## TASKS TO COMPLETE
1. Name every subsystem that the missile guidance text says is part of each Go-Onto-Target system.
2. Reproduce the missile guidance text word for word from "Guidance systems are" to "or fixed target.".
3. Pick up the text on missile guidance after its final sentence and keep writing.

So now you all know the difference between a cruise and a ballistic missile. First of all, Missile guidance refers to a variety of methods of guiding a missile or a guided bomb to its intended target. A cruise missile is a low-flying guided missile which is made to its target by an on-board computer. Today lets know how a missile is guided to its target.

Unguided rockets proved to be useful yet frequently inaccurate weapons when fired from aircraft during World War II. The use of guided missiles facilitates more accuracy and is low prone to attacks due to its low altitude path. Guided missiles work by tracking the location of the moving target in space. It includes using a radar or following its heat signature.


Guidance systems are divided into different categories. This is based upon whether their design is to attack fixed or moving targets. The division of these systems can be in two categories.

Go-Onto-Target (GOT)

A GOT missile can target either a moving or fixed target.

In every Go-Onto-Target system there are three subsystems:

  • Target tracker
  • Missile tracker
  • Guidance computer


Go-Onto-Location-in-Space (GOLIS)

The limitation of a GOLIS weapon is to a stationary or near-stationary target. Now, this weapon lacks a navigation tracker and the system must also contain preset information about the target.

Here are some of the systems used to implement various guidance control rules in missiles.

Line Of Sight system

The radar station tracks the target continuously (regardless of and emits a beam leading up to the target. The missile stays on the beam to hit the target. The Line of sight is the straight line between the missile and the target.

## Some records
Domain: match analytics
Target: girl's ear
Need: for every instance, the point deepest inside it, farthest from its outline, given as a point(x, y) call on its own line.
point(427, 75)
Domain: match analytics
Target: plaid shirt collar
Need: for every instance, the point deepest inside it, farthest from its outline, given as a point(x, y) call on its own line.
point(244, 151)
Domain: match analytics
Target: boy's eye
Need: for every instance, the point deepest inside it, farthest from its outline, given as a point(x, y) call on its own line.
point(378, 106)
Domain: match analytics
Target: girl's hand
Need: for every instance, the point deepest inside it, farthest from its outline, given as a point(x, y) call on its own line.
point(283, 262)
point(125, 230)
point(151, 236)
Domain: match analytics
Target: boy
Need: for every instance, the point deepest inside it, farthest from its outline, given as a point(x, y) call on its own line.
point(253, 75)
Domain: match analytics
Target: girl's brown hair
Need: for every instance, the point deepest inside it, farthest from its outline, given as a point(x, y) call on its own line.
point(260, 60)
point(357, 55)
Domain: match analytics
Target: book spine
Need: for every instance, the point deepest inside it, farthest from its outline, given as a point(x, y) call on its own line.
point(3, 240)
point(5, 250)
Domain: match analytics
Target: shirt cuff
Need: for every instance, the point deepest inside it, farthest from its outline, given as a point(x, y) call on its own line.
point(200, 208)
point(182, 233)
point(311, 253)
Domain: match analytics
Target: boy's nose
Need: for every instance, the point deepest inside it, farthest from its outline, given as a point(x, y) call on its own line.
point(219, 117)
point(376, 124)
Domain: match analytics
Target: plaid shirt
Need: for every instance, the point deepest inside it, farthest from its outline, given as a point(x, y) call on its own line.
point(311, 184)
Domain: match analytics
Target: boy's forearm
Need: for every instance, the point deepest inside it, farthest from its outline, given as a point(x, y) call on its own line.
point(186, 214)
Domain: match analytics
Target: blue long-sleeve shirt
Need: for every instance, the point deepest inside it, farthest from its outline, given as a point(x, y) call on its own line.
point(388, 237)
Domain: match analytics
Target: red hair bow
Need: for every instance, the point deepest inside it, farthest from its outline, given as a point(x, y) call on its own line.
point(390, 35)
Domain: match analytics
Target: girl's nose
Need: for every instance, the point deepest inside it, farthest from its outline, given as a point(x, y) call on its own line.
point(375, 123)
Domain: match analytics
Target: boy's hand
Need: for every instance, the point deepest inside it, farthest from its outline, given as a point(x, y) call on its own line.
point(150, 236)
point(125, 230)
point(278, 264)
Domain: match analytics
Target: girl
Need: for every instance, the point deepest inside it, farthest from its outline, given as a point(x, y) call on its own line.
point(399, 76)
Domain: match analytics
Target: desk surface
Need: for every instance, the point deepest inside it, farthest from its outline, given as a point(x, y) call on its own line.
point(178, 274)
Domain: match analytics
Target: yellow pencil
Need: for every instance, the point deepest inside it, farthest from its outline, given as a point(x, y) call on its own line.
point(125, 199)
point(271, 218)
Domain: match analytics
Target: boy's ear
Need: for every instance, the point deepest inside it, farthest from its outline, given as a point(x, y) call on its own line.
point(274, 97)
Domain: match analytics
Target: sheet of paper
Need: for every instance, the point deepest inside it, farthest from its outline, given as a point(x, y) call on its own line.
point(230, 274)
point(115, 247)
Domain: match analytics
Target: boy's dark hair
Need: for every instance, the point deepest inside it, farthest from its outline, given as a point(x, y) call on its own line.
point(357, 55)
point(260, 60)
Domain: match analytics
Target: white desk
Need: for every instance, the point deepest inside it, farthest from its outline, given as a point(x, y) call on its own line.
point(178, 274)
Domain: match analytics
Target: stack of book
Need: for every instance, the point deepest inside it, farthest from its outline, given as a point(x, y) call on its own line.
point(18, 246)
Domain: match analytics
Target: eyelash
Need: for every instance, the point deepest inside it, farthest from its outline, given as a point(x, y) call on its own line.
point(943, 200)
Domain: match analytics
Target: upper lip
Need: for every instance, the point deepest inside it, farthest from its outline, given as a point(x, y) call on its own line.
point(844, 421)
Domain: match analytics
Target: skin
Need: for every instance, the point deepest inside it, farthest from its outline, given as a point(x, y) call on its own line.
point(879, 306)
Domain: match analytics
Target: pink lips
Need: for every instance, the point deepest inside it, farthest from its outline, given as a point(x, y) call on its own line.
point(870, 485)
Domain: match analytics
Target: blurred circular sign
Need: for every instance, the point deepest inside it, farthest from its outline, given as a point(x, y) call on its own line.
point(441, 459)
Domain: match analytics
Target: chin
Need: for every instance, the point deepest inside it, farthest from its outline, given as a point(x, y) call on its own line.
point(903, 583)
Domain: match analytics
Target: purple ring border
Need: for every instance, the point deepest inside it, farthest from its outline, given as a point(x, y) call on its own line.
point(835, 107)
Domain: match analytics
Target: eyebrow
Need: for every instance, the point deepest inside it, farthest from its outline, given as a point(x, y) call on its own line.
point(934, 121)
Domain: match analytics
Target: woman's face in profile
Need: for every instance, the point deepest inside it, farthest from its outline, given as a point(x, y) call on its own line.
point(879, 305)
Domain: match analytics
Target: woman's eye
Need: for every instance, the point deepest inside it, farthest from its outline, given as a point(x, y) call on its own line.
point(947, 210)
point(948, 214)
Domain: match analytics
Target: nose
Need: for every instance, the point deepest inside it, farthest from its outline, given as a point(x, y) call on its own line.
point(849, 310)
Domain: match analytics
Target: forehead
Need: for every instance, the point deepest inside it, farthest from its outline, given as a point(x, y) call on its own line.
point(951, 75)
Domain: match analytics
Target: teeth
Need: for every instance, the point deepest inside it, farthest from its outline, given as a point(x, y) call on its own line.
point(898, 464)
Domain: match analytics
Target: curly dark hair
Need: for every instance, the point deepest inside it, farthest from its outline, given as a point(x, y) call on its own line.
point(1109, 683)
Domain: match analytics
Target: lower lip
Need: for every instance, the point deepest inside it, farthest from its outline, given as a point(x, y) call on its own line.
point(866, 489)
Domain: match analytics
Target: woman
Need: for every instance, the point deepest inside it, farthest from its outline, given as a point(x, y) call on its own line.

## EXPECTED RESULTS
1.
Target tracker
Missile tracker
Guidance computer

2.
Guidance systems are divided into different categories. This is based upon whether their design is to attack fixed or moving targets. The division of these systems can be in two categories.

Go-Onto-Target (GOT)

A GOT missile can target either a moving or fixed target.

3.
Pursuit system

Opposed to the LOS system, this guidance system involves only two players: the missile and the target. The missile automatically stays on the target. And also the missile is steered so that the velocity vector of the missile always points at the target.


Heat seeking missiles

An infrared optical sensor that tracks and pursues the heat signature of the target is installed at the head of the missile. These are also referred to as fire-and-forget missiles. You might have heard about the NAG missile, it falls under this category. This system is also known as infrared homing. This is because the missile seeks infrared radiation from the target to track it.


Proportional Navigation

Unlike the pursuit guidance system, such missiles don’t pursue the target. They just keep moving in a carefully calculated direction with a constant velocity to eventually smash into the target. It is based on the fact that two vehicles are on a collision course when their direct Line-of-Sight does not change direction as the range closes.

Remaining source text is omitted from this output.